──────── DATA SUPPLIED ────────

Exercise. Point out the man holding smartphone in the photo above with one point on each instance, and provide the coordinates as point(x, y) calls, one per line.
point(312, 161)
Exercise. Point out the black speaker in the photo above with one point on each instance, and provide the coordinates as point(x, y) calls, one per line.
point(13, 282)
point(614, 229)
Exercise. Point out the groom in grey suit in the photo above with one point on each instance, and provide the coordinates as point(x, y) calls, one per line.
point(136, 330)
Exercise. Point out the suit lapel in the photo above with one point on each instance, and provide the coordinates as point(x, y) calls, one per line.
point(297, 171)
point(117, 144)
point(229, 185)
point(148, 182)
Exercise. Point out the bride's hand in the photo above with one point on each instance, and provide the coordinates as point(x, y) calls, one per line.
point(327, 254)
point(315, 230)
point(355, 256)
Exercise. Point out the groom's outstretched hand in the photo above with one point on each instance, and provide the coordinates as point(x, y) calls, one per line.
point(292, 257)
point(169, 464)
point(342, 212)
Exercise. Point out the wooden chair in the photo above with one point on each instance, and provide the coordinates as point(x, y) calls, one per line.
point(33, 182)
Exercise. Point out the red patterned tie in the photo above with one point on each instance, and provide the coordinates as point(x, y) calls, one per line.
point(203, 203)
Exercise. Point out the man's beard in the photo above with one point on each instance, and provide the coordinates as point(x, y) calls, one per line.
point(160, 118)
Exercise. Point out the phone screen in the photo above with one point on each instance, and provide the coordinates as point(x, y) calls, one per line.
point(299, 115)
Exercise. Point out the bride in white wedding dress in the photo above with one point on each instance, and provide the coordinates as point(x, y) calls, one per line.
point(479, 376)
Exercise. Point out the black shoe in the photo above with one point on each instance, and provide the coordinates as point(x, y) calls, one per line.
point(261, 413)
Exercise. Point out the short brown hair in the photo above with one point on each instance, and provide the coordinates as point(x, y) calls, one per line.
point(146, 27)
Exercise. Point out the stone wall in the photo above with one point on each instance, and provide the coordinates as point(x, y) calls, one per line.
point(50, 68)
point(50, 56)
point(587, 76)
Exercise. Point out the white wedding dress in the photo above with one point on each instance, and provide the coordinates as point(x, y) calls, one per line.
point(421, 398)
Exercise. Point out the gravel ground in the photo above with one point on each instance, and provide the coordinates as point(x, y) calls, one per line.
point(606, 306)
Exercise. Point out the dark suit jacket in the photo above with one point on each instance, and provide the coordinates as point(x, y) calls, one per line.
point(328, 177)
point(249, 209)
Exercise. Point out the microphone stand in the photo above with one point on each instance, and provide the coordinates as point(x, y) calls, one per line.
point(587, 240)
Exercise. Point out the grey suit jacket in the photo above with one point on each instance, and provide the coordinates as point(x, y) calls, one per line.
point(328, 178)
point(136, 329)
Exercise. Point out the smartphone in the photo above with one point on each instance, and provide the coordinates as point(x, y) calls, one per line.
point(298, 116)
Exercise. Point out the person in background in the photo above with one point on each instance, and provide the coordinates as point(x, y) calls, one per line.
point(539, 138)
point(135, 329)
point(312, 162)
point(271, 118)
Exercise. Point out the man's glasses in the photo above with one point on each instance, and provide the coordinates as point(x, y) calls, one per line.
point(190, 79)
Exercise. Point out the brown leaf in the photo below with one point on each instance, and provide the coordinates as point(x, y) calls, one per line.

────────

▸ **TASK OBJECTIVE**
Copy out all of the records above word for word, in the same order.

▸ **EXPECTED OUTPUT**
Exercise. Point out the man holding smartphone in the photo above with one point on each instance, and provide the coordinates as point(x, y) calls, one per line.
point(312, 161)
Exercise. Point out the black speaker in the photo above with one point on each instance, and provide the coordinates as point(x, y) calls, one per line.
point(13, 282)
point(614, 229)
Exercise. Point out the groom in grey suit in the photo above with one point on each instance, and provide the coordinates as point(x, y) calls, one per line.
point(136, 330)
Exercise. Point out the suit lapel in the photo above with one point on each instance, and provide the coordinates as point(x, y) calls, one per line.
point(297, 171)
point(117, 144)
point(229, 185)
point(148, 182)
Exercise. Point out the bride's hand in the photo above with one point on each instance, and provide the coordinates as point(x, y) calls, one per line.
point(327, 254)
point(315, 230)
point(355, 256)
Exercise. Point out the groom's outstretched hand in the photo above with one point on each instance, and provide the coordinates as point(x, y) calls, one per line.
point(292, 257)
point(169, 464)
point(342, 212)
Exercise. Point out the wooden chair in the photo above with one point on each instance, and provide the coordinates as point(x, y) calls, one per line.
point(33, 182)
Exercise. Point out the red patterned tie in the photo above with one point on each instance, and provide the coordinates as point(x, y) calls, one per line.
point(203, 203)
Exercise. Point out the man's beard in the photo above with one point on each instance, and provide the coordinates as point(x, y) calls, one per line.
point(160, 118)
Exercise. Point out the phone screen in the photo above with one point on each instance, and provide the coordinates as point(x, y) calls, one per line.
point(299, 115)
Exercise. Point out the bride in white wedding dress in the photo above with one point on each instance, and provide the coordinates as point(x, y) calls, one per line.
point(479, 376)
Exercise. Point out the black shoe in the photo above with one point on each instance, and provide the coordinates as point(x, y) calls, one per line.
point(261, 413)
Exercise. Point out the short brown hair in the photo above with one point on each instance, and provide the coordinates as point(x, y) calls, one per line.
point(146, 27)
Exercise. Point out the stone wall in the photo above with one point on each instance, and provide the coordinates as point(x, y) calls, one per line.
point(50, 68)
point(50, 56)
point(587, 76)
Exercise. Point out the white wedding dress in the photo above with one point on each instance, and provide the coordinates as point(x, y) calls, one per line.
point(421, 398)
Exercise. Point out the gravel ground in the photo above with one point on each instance, and provide the coordinates as point(x, y) calls, one per line.
point(606, 306)
Exercise. Point out the dark suit jacket in the photo above with one point on each instance, and provide the coordinates as point(x, y) calls, one per line.
point(328, 177)
point(249, 209)
Exercise. Point out the microphone stand in the photo above with one point on each instance, and provide the coordinates as point(x, y) calls, one per line.
point(587, 240)
Exercise. Point out the grey suit jacket in the photo above with one point on each instance, and provide the coordinates as point(x, y) calls, one per line.
point(328, 178)
point(136, 329)
Exercise. Point out the smartphone in the photo above with one point on each instance, and provide the coordinates as point(x, y) calls, one per line.
point(298, 116)
Exercise. Point out the person in background in the photo above with one point on each instance, and provide the coordinates as point(x, y) calls, one per line.
point(539, 138)
point(135, 329)
point(312, 162)
point(271, 118)
Exercise. Point out the man's glasses in the photo above with one point on each instance, and provide the coordinates as point(x, y) calls, one per line.
point(190, 79)
Exercise. Point out the brown leaf in the photo below with one point on each instance, and provide the coordinates as point(x, y) calls, one per line.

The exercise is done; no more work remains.